PROBLEM 1: Transcribe the passage of the immune imprinting article between "At 23 months" and "(the immune repertoire).", inclusive.
PROBLEM 2: According to the immune imprinting article, in which journal was the study published?

Immune imprinting causes varied patterns of protection against COVID-19 variants

Dec. 14, 2021

Research shows that the first SARS-CoV-2 spike protein a person encounters, be it by vaccination or infection, shapes their subsequent immune response. It imparts different properties that have an impact on the immune system’s ability to protect against current and future variants, and also affects the rate of decay of protection, according to a news release from Imperial College London.

The study is published in Science by a team from Imperial College London and Queen Mary University of London.

At 23 months into the pandemic, people across the world have very different patterns of immunity to the SARS-CoV-2 virus, based on their exposure. Globally, people have been exposed to the original strain and/or Alpha, Beta, Gamma, Delta variants and now Omicron. In addition, people may be unvaccinated or have had one to three vaccine doses (which are programmed using the spike of the original strain).

Each SARS-CoV-2 variant has different mutations in the spike protein, and the researchers found that these shape the subsequent antibody and T cell responses (the immune repertoire).

The new study looks at ‘immune imprinting’ in healthcare workers after two doses of Pfizer vaccine to understand their immune response to infection by variants of concern.

The researchers compared protective immunity between people infected in the first wave with the original strain, or in the second wave with the Alpha variant.

In people infected during the second wave,  three encounters with different spike proteins (i.e., with sequences following Alpha infection and two vaccine doses) resulted in lower protective (neutralizing) antibody responses against the original strain and the Beta variant, yet higher responses against Delta when compared to encounters with three of the same spike sequences (i.e., all with the original, first-wave sequence through infection and two vaccine doses).

The study also showed that neutralizing antibody responses against variants decay differentially over time after these mixed spike encounters.

There were a number of cases of Delta breakthrough infection in two-dose vaccinated individuals in the study. Levels of spike antibodies measured three weeks after the second vaccine dose were high, yet the actual levels of protective neutralizing antibody responses against Delta had fallen to zero five months after their second dose. 

However, a third dose of the original spike from a booster vaccine uplifts the antibody response.

Based on their findings, the researchers say that vaccine design and dosing strategies need to be future proofed to take maximum advantage of immune imprinting. This will involve enhancing the breadth of protection rather than tweaking the vaccines with the latest variant spike sequences.

GIVEN DATA:
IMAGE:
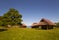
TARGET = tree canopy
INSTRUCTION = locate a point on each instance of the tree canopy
(12, 17)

WRITTEN REPLY 1:
At 23 months into the pandemic, people across the world have very different patterns of immunity to the SARS-CoV-2 virus, based on their exposure. Globally, people have been exposed to the original strain and/or Alpha, Beta, Gamma, Delta variants and now Omicron. In addition, people may be unvaccinated or have had one to three vaccine doses (which are programmed using the spike of the original strain).

Each SARS-CoV-2 variant has different mutations in the spike protein, and the researchers found that these shape the subsequent antibody and T cell responses (the immune repertoire).

WRITTEN REPLY 2: Science